> PROBLEM REQUIREMENTS:
Each line of the data must be written out again verbatim; no image belongs in the copy.

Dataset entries
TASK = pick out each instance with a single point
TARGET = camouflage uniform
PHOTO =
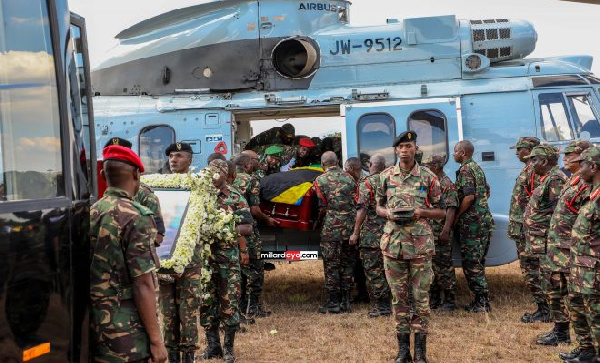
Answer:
(444, 276)
(370, 236)
(222, 306)
(122, 248)
(407, 248)
(336, 191)
(474, 226)
(254, 272)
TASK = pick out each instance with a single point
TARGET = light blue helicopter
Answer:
(203, 73)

> YOUR SOLUTION:
TASK = pick out each instance with a single point
TARGET = camouflage uniform
PHOTO =
Answer:
(444, 276)
(370, 236)
(222, 306)
(122, 248)
(407, 248)
(336, 191)
(474, 226)
(254, 272)
TASK = pick out each instance with a single point
TARGET = light blue helicopter
Answer:
(203, 73)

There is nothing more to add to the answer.